━━━━━ DATASET EXCERPTS ━━━━━

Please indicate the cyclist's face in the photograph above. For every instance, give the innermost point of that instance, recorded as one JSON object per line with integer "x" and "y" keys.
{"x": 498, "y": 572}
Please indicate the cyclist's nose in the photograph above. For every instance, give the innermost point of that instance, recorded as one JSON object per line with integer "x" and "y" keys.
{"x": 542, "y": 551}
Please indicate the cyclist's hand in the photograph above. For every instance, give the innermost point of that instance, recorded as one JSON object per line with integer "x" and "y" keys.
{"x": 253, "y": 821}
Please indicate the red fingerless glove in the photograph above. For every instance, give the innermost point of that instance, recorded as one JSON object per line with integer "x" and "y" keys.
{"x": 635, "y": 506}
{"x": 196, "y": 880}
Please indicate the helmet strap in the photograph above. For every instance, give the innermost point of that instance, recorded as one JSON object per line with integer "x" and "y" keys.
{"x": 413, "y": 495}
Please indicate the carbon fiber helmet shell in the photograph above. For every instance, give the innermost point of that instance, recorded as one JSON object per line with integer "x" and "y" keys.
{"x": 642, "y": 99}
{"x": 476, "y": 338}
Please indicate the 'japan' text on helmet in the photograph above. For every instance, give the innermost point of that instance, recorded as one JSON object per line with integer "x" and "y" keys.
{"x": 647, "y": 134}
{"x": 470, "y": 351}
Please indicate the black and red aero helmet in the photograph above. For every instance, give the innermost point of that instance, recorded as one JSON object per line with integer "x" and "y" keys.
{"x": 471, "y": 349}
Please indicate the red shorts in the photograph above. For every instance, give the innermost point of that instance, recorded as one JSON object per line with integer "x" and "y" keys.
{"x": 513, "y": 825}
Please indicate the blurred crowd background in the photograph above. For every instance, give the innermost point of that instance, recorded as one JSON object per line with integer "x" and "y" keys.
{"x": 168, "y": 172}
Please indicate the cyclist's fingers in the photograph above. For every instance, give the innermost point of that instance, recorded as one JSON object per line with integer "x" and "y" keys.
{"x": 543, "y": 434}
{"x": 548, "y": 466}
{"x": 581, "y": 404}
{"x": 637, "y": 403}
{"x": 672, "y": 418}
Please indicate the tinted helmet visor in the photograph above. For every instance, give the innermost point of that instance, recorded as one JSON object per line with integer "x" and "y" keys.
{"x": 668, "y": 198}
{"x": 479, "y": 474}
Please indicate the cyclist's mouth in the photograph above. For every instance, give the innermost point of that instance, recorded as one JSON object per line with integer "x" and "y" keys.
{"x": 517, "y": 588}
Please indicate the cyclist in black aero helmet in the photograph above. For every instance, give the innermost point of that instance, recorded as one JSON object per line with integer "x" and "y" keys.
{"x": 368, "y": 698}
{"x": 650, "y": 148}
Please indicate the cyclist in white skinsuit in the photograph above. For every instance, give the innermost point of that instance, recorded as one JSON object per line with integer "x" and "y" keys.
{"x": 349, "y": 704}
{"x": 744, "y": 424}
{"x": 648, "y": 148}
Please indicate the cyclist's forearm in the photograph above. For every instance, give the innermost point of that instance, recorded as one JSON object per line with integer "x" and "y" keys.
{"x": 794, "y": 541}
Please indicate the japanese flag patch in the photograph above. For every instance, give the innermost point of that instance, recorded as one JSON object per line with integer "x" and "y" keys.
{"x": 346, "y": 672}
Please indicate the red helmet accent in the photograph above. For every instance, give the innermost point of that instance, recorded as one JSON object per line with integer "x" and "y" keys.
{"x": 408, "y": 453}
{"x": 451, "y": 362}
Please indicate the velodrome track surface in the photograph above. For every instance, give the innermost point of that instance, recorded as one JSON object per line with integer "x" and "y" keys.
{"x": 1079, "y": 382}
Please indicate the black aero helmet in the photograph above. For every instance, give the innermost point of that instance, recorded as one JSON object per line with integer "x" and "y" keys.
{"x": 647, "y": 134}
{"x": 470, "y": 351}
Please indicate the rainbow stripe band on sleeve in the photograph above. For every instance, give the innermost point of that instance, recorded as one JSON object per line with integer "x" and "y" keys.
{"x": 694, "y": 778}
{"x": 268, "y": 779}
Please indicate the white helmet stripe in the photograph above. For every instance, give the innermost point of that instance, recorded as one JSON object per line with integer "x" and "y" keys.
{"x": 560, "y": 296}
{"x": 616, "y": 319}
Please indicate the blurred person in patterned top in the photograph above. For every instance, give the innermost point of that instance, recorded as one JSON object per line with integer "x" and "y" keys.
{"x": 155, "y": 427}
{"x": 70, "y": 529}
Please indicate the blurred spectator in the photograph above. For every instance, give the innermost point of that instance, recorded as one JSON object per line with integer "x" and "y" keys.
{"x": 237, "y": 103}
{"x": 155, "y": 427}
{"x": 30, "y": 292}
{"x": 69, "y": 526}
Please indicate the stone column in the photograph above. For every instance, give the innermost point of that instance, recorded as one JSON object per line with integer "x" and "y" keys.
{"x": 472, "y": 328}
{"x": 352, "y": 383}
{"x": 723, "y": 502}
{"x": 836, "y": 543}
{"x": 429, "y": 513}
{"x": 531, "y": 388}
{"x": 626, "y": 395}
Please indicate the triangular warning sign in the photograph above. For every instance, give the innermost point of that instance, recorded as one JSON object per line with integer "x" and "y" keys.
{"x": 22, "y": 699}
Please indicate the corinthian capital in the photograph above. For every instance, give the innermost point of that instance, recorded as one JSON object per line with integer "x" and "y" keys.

━━━━━

**EXERCISE DETAILS:**
With no word changed, write the entries out once more.

**EXERCISE RESULT:**
Please indicate the cyclist's face in the photograph above. For every instance, give the innermost point of that instance, recorded as one JSON object per line with integer "x" and "y" keys.
{"x": 498, "y": 572}
Please indicate the cyclist's nose in the photograph above. For every instance, give the innermost point of that instance, recorded as one JSON object per line with integer "x" and "y" keys.
{"x": 542, "y": 551}
Please indicate the cyclist's hand in the photograph above. For every instance, give the innermost point of that instance, recorded as one JSON object per line with integer "x" and "y" keys.
{"x": 253, "y": 821}
Please indicate the red fingerless glove in the photograph above. For every instance, give the innermost point of that instance, recorded as one JSON object per line with integer "x" and "y" keys.
{"x": 635, "y": 506}
{"x": 196, "y": 880}
Please indicate the helmet strap in the photograph above. For every instance, give the innermost point of that instance, recorded as one JSON object per line with integer "x" and "y" keys.
{"x": 413, "y": 495}
Please indicate the carbon fiber helmet shell in the photograph above. For every instance, give the innermost point of that instance, recorded as one JSON object per line with integer "x" and "y" keys.
{"x": 642, "y": 99}
{"x": 476, "y": 338}
Please indicate the 'japan' text on helmet in the photograph above. For every instance, give the innermost point of that instance, recorded as one JSON object per line with integer "x" and "y" keys.
{"x": 647, "y": 134}
{"x": 470, "y": 351}
Please indicate the black and red aero helmet in the photograph above. For every instance, give the innermost point of that instance, recorded as one JSON object per line with integer "x" and "y" keys.
{"x": 471, "y": 349}
Please indicate the red shorts in the photograph above. For every instance, give the innermost point of that instance, recorded as one JSON object per line with integer "x" and "y" keys.
{"x": 513, "y": 825}
Please indicate the blurred crowd background in the photograph above. For every instance, give the innermost point of that instance, recorded as one JSON object per line with integer "x" and "y" keys.
{"x": 168, "y": 172}
Please indicate the cyclist's fingers in the photograph above. For every instance, give the innermost point of that instance, recorded as one JSON object per line with integer "x" and "y" keys.
{"x": 543, "y": 434}
{"x": 548, "y": 466}
{"x": 581, "y": 404}
{"x": 637, "y": 403}
{"x": 672, "y": 418}
Please indicate the tinted helmet visor in the photograph above. For every instance, give the innermost point of that instance, recorded as one JSON object per line with integer "x" and "y" keys.
{"x": 668, "y": 198}
{"x": 479, "y": 474}
Please indicate the cyclist's mouth in the photograph above. For every instance, give the innermost point of that instance, recorded as one JSON object per line with integer "x" and "y" keys.
{"x": 517, "y": 588}
Please indicate the cyclist in black aero helmet in the photograph above. For every instance, give the innermost point of that instance, recorded as one JSON object per line with integer "x" and "y" keys.
{"x": 368, "y": 698}
{"x": 650, "y": 148}
Please indicate the cyclist in white skinsuit in the photograph above. For every instance, give the innermost point of that instance, recorded as one JSON object per line with integer "x" and "y" keys.
{"x": 349, "y": 704}
{"x": 744, "y": 424}
{"x": 648, "y": 148}
Please indicate the cyclist's forearm in the photograph above. For every instance, give the innermost point of that instance, recorded as one JSON object per line with integer "x" and "y" keys.
{"x": 794, "y": 541}
Please indicate the japanese flag patch in the photograph above. For every instance, give the innermost point of that instance, recorded as one JSON object per line with integer "x" and "y" keys.
{"x": 346, "y": 672}
Please indicate the red helmet accent in the photograph above. For every instance, give the innermost point of that instance, recorded as one JSON object per line with integer "x" and "y" keys.
{"x": 408, "y": 453}
{"x": 451, "y": 362}
Please indicate the velodrome track surface in the photograph above. For every instance, give the innermost point of that instance, recorded as one JSON object per line with integer "x" and "y" keys.
{"x": 1079, "y": 382}
Please indicate the black aero helmet in the photograph above. For every instance, give the innermost point of that instance, recorded as one JSON object per line with integer "x" and "y" keys.
{"x": 647, "y": 134}
{"x": 470, "y": 351}
Please indicate the rainbow stripe band on sleeve in the photograph above. For every instance, give the innermost point of that instance, recorded as one JSON object per line with integer "x" and "y" keys.
{"x": 694, "y": 778}
{"x": 268, "y": 779}
Please indicate the white helmet stripe in the photograph above. For every instance, give the innermost point of that instance, recorded as one JSON object per line with integer "x" and "y" keys.
{"x": 560, "y": 296}
{"x": 616, "y": 319}
Please indicate the blurred person in patterned top in the photograph above. For every instance, give the innermost point of that instance, recorded as one JSON object per line with integer "x" and "y" keys.
{"x": 155, "y": 427}
{"x": 70, "y": 529}
Please indicate the blurred spectator in the photograph above. For every instance, give the innermost point of that instance, recorded as one JSON object per line with integer "x" and "y" keys.
{"x": 237, "y": 103}
{"x": 155, "y": 427}
{"x": 30, "y": 292}
{"x": 69, "y": 526}
Please indicate the stone column in the photograph above. For every instance, give the innermost point of that instance, recorded as one JSON object per line with integer "x" and "y" keys.
{"x": 472, "y": 328}
{"x": 352, "y": 383}
{"x": 723, "y": 502}
{"x": 836, "y": 543}
{"x": 429, "y": 513}
{"x": 531, "y": 388}
{"x": 626, "y": 395}
Please indicate the triangular warning sign in the photograph above. For every instance, give the innermost point of that instance, recorded as one JSON object per line with integer "x" and "y" keys.
{"x": 22, "y": 699}
Please indicate the corinthian capital in the photograph above. For every instance, give the innermost point of that instance, recorded as one JSON object per line with integer "x" and "y" keys.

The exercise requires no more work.